▶ [Recorded data]
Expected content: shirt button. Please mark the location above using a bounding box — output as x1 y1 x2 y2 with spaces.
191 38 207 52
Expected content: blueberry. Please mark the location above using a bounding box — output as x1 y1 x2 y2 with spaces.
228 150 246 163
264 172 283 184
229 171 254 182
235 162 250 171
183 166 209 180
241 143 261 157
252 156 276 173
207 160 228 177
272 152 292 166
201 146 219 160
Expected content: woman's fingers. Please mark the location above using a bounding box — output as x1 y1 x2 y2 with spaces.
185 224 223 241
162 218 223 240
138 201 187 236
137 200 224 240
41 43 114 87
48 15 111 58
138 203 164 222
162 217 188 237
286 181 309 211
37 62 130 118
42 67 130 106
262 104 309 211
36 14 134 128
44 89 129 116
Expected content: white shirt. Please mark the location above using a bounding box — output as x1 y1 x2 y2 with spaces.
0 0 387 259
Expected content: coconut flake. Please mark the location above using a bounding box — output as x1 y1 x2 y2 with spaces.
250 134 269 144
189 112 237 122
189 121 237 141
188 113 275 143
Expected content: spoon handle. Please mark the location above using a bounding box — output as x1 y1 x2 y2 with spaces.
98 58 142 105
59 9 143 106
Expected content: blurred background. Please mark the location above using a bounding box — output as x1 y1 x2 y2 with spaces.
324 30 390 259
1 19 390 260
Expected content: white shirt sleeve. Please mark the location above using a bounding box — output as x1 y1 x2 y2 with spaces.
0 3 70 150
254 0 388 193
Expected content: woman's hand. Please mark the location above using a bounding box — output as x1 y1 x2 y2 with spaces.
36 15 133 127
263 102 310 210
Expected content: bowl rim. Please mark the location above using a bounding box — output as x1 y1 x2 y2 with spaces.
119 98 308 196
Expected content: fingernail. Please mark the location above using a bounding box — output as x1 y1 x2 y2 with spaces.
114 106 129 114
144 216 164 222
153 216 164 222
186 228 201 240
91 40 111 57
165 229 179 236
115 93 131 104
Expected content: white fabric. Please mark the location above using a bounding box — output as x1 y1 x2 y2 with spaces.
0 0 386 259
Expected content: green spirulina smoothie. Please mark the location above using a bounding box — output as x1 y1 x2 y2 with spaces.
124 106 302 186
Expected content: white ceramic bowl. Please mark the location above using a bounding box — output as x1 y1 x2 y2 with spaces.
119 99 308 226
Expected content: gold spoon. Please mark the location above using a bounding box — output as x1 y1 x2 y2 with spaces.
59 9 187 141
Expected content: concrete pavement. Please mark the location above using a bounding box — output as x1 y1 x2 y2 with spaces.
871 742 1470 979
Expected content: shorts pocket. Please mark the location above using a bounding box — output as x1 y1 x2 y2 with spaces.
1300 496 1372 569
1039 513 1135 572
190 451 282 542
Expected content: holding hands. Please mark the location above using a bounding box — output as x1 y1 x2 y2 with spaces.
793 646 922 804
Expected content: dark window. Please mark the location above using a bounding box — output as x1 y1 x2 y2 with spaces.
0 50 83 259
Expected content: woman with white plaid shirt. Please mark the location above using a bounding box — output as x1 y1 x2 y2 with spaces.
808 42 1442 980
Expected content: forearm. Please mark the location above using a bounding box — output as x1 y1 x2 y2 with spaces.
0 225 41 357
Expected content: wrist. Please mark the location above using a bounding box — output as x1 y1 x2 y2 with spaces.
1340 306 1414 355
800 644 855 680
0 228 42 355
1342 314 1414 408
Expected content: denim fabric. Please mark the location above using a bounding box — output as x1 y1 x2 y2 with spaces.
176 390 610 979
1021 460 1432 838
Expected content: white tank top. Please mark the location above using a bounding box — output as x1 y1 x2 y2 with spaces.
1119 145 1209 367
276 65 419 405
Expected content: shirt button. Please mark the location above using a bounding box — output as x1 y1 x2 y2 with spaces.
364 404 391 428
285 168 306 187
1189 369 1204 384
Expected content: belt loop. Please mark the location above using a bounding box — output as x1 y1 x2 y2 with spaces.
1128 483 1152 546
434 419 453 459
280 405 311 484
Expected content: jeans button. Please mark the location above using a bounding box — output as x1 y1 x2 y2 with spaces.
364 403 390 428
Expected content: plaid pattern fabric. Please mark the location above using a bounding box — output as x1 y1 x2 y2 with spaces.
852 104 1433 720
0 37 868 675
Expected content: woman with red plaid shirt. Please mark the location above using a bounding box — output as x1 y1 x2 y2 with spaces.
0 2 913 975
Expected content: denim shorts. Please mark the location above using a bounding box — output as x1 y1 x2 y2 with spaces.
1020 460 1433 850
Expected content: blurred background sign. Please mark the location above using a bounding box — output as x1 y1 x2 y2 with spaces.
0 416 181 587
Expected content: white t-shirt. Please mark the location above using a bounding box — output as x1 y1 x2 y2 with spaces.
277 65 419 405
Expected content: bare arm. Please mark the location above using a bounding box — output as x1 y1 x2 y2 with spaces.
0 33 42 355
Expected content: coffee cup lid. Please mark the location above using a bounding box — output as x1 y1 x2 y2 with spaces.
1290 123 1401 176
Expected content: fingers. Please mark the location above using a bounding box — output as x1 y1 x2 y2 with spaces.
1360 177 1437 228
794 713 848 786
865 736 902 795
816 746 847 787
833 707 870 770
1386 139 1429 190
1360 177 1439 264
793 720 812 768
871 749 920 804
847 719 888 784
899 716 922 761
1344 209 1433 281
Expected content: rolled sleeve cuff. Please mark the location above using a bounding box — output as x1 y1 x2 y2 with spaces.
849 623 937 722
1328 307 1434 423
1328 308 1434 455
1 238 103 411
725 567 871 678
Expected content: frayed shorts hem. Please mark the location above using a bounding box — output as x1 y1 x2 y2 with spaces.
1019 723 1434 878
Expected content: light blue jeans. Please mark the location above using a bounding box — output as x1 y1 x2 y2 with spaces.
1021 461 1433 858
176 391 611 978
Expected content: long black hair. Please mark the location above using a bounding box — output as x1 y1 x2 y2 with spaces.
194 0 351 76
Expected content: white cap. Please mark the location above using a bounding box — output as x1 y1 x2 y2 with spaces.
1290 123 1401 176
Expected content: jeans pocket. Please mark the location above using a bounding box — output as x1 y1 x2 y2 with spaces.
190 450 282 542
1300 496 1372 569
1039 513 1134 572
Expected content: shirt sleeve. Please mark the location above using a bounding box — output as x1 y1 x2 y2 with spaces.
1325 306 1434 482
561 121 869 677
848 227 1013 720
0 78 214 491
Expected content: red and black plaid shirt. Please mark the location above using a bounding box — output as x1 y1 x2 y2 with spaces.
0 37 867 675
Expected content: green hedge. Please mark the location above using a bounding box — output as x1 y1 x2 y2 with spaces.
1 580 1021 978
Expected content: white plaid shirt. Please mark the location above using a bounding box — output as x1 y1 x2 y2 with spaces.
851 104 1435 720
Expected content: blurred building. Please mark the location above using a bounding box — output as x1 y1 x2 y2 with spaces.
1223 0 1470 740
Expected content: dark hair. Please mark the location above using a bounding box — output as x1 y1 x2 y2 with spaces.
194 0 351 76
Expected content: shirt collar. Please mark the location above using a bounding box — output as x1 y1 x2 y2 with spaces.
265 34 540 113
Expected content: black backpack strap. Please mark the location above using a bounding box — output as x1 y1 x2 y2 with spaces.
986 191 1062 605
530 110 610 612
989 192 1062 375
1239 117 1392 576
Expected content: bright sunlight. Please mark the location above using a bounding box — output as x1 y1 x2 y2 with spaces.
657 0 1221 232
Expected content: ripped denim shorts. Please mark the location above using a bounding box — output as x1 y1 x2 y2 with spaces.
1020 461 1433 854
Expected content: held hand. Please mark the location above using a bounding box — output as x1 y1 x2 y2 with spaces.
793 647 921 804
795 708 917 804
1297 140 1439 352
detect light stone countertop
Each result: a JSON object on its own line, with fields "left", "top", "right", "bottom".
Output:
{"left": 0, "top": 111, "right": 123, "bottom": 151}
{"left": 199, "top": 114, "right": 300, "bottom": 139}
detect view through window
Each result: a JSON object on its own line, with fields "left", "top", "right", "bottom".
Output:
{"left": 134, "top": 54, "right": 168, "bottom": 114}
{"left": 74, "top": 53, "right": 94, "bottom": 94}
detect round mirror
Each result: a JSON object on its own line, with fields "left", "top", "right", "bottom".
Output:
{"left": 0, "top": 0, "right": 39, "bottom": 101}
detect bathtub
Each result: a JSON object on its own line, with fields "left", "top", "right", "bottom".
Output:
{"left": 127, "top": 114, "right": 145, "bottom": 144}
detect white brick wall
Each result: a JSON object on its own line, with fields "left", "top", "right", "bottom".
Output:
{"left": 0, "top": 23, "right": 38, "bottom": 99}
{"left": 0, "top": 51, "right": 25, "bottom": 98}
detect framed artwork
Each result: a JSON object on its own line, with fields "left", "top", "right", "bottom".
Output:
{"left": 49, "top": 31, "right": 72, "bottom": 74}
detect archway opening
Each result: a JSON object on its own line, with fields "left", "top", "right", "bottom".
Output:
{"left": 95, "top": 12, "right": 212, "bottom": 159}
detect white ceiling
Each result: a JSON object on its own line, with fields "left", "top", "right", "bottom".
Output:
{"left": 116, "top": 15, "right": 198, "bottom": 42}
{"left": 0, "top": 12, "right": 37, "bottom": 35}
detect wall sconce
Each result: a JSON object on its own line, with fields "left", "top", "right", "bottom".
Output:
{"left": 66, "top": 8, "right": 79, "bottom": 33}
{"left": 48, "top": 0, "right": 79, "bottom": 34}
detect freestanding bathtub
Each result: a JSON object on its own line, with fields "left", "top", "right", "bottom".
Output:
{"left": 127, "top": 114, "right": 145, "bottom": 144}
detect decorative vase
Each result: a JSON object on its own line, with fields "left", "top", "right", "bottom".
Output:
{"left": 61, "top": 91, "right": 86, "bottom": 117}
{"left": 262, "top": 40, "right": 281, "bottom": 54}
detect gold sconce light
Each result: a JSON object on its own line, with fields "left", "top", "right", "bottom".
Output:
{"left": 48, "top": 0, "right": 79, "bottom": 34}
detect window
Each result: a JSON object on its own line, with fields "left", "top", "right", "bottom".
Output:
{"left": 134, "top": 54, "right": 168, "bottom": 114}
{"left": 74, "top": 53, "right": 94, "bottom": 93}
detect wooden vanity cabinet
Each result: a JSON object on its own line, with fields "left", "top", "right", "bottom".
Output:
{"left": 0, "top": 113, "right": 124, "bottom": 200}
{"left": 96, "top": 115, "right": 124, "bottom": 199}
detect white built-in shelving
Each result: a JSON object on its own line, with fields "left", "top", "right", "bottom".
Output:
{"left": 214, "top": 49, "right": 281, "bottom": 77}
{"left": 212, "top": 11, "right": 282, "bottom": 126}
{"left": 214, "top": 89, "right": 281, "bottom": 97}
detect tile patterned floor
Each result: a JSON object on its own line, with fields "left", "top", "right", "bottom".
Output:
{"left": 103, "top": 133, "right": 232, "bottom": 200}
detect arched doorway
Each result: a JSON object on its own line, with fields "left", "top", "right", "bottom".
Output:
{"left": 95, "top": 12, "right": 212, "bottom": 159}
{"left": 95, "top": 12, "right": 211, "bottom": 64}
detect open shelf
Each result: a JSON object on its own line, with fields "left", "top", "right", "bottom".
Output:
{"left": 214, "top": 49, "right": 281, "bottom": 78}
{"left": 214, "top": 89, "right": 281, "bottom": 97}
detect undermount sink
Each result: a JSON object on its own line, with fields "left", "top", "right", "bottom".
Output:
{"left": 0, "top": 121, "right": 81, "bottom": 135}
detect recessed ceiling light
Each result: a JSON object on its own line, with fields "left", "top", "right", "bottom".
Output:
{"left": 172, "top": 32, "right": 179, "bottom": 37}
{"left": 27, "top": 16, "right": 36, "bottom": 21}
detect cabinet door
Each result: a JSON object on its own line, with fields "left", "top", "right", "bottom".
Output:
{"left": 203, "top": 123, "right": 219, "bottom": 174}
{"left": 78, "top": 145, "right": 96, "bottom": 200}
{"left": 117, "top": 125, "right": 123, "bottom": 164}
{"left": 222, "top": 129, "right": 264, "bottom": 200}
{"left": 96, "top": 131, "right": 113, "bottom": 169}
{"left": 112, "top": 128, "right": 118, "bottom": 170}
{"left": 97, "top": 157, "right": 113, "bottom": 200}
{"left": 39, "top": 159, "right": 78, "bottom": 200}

▶ [Exercise] Where a line of the listing contains "wall", count it; your answer must be only the resulting number.

▶ [Your solution] 2